◆ **SELECTED PASSAGE**
════════════════════
This morning, I got lost in memories.

Not the kind you choose to revisit, but the type that shows up uninvited—carrying the weight of decades.

I saw myself as a mischievous, silly child… yet crushed in spirit by voices that called me “stupid.”

A teenage jerk (because let’s be honest—weren’t we all a little?)

A young adult searching for footing, finding God to steady me.

A wife determined to love and support my husband, yet afraid of losing myself.

A young mom trying to figure out how to raise three wonderful but very different kids.

Isn’t that how life goes?

Shaped by circumstances we never saw coming. Influenced by places we’ve lived and people we’ve known, sometimes pulled off course by pain, distraction, or simply survival.

And I wondered:

How much of who I was meant to be got buried under who I felt I had to become?

What parts of my true self remain?

Did I leave some stranded years ago on the side of the road?

Did I miss the markers—the signs meant to guide me home?

Am I living the life I chose… or the life I thought I should lead?

As these questions swirled, I found myself whispering aloud with a sigh of relief:


“You loved me back then, didn’t You?”

And immediately, I smiled.

Because I knew the answer.

Yes!

God loved me then.

He loves me now.


Not just the cleaned-up, polished version,

Not just the “Christian mom” I attempted to emulate.
════════════════════
◆ **WHAT YOU NEED TO DO**
Resume the reflection above on old memories and God's love, writing on from its final line.

◆ **SUPPLIED INFORMATION**
════════════════════
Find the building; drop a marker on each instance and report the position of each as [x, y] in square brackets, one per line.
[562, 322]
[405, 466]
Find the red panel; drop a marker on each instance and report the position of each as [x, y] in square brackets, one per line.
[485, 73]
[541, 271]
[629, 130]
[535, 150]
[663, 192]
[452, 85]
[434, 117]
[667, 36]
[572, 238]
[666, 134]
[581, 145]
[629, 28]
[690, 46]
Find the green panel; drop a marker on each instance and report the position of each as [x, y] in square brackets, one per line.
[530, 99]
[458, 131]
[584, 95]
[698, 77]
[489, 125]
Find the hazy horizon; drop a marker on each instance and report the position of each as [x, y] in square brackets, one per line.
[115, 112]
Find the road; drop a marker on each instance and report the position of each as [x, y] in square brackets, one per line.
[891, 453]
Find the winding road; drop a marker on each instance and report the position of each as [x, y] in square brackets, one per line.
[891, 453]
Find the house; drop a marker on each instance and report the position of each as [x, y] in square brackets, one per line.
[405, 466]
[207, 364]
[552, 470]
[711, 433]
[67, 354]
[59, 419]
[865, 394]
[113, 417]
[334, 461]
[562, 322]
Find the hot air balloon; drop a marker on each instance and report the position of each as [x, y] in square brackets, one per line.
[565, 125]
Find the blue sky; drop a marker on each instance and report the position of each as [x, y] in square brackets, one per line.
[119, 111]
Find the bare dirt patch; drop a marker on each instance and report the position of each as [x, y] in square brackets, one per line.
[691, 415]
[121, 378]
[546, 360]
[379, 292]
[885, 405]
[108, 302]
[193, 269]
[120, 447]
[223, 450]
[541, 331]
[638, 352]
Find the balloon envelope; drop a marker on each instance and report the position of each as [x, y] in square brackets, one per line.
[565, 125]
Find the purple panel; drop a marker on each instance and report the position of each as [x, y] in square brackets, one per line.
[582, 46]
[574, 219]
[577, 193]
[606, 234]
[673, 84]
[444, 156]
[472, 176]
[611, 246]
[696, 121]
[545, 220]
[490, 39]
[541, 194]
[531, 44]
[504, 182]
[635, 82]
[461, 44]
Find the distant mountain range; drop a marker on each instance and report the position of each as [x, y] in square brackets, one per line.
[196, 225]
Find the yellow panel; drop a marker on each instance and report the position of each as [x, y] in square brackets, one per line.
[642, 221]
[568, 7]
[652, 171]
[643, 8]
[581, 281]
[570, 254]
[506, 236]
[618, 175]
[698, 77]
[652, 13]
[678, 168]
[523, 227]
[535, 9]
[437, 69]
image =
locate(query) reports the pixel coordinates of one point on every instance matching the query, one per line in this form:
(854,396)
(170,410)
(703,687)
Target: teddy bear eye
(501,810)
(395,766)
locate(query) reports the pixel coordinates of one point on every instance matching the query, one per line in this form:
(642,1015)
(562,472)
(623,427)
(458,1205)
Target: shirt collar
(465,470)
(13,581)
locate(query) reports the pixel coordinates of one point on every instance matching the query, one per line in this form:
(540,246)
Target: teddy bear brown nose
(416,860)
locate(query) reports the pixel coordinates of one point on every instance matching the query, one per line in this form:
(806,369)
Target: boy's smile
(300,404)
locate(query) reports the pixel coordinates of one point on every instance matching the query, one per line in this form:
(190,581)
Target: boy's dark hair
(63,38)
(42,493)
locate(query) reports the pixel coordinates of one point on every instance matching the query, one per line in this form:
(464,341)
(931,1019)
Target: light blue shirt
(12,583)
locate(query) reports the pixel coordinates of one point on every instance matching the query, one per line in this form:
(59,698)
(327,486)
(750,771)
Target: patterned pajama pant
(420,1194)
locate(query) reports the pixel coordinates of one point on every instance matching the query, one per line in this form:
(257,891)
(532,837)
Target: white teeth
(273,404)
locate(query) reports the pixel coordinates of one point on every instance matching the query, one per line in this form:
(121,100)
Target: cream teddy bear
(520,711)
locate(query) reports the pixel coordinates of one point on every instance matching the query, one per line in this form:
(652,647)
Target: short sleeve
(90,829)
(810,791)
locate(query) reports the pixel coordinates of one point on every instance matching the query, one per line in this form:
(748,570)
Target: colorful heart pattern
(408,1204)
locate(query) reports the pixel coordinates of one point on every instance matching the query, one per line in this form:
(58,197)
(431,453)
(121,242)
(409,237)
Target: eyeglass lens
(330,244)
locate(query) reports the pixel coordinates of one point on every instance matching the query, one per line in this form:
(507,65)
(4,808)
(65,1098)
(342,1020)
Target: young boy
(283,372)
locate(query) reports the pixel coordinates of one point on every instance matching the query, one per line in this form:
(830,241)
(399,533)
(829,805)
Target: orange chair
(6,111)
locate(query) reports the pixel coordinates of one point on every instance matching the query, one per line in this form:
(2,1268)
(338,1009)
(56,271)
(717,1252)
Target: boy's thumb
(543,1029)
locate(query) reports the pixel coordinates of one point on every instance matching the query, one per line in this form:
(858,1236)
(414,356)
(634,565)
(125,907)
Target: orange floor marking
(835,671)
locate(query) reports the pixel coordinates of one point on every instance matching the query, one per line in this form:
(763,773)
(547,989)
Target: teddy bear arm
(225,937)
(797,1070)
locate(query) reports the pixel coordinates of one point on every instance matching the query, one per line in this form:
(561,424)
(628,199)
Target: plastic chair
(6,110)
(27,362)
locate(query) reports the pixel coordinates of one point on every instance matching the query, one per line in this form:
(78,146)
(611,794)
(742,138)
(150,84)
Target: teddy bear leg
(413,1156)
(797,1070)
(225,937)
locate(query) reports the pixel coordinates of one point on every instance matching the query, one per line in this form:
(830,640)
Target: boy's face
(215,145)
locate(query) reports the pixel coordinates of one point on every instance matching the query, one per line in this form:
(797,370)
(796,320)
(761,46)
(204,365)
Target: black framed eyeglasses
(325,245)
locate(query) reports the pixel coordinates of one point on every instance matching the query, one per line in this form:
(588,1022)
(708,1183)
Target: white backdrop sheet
════════════════════
◆ **EXPECTED OUTPUT**
But the messy, creative, failing, insecure, mistake-making, rebellious wild-hearted girl I used to be—and in many ways, still am.

He loved her.

He still does.

And He loves the woman I’ve become.

He wasn’t disappointed.

He wasn’t nervously wondering, like my parents, if I would “amount to much.”

He wasn’t judgy or waiting for me to straighten up.


He was watching me with delight!


He loves me with a love I can’t grasp or explain—deeper than memory, louder than shame, stronger than time.


And when I pause long enough to take in even a glimpse of how wide and long and high and deep His love really is, something shifts.

I can begin to love myself—not just the polished version, but the messy, insecure, still-growing me.


And from that place of being rooted in love, I find I can love others better too—because He loves them just as fiercely.


So maybe that’s the invitation for all of us: to remember, and to rest in the truth that His love has never wavered. It covers our past, carries us into our future, and steadies us in this very moment. This is the love that welcomes us home—to ourselves, and to Him.




“I pray that out of His glorious riches

He may strengthen you with  power

through His Spirit in your inner being,

so that Christ may

dwell in your hearts through faith.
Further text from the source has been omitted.